▸ Task prompt: Starting with the line that contains "Check that every instance of the beige" and ending with the last line of the entries, repeat exactly those lines and nothing else, pictures excluded.

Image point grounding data
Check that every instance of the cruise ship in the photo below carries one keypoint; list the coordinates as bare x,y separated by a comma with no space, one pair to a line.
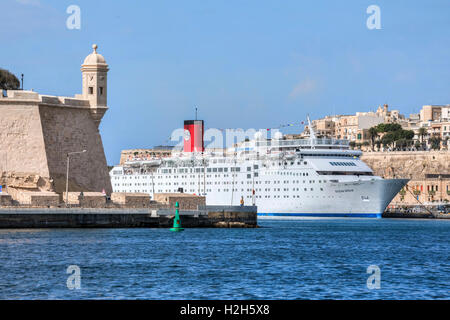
313,177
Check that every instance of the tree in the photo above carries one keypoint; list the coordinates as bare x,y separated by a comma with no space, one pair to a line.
8,81
435,143
373,134
388,139
422,133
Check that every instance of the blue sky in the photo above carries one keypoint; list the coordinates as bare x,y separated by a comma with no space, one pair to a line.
245,64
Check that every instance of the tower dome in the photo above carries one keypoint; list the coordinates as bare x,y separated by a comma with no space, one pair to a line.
94,58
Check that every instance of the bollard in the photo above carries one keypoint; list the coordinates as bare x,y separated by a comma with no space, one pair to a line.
176,221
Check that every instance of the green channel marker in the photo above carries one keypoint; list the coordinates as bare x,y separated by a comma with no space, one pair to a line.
177,222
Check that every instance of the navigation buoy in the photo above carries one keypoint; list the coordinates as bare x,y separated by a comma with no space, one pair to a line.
176,221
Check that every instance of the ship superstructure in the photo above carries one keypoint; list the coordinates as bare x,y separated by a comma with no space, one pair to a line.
299,177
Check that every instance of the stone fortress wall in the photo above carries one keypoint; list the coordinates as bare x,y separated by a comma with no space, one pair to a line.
429,172
37,131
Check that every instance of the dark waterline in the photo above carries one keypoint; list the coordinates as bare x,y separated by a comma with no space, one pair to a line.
301,259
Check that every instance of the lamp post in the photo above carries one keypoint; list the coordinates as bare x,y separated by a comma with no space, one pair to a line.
67,174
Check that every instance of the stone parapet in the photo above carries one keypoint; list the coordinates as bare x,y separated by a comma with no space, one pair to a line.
131,200
5,199
186,201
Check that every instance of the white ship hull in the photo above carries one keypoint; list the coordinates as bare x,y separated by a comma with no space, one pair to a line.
298,179
366,199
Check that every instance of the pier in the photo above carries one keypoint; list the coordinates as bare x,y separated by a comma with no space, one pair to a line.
203,217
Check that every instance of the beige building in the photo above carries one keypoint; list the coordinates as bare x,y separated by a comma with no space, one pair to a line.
38,131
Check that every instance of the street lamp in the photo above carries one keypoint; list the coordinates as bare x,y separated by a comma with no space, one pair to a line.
67,175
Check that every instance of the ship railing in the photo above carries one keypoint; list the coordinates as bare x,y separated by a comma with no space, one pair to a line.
303,142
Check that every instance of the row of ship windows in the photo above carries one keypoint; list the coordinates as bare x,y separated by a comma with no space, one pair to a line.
248,196
232,169
348,164
215,183
136,177
228,190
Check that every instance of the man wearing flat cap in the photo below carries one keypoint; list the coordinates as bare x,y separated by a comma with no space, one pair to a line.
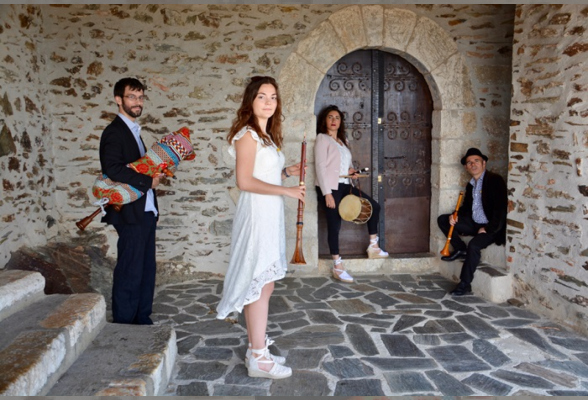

▸ Task result:
Check that every instance of the beige building in the photo above carries one keypoint; list the coordinates as bare x,y separated by a comma with no space, one pair to a line.
38,131
Check that every instance of the street lamp in the photo above carries one keypoint; list the coordinates as bare x,y separated by a comma with no space, one pair to a line.
67,175
Check that every instance of the ship railing in the photo above carries one keypoint; list the coordinates as bare x,y separated by a comma with no space, one pair to a line.
303,142
Check that every instance of the row of ship windows in the photo above carries one keypoint; list the coordinates as bare x,y separated by a comma with no space, one pair to a line.
248,196
232,169
348,164
215,183
136,177
228,190
Check that every instance of the man wearing flat cap in the photo below carries one keypoint; list the coordinates as bare x,y separated by a comma with no space, one pair to a line.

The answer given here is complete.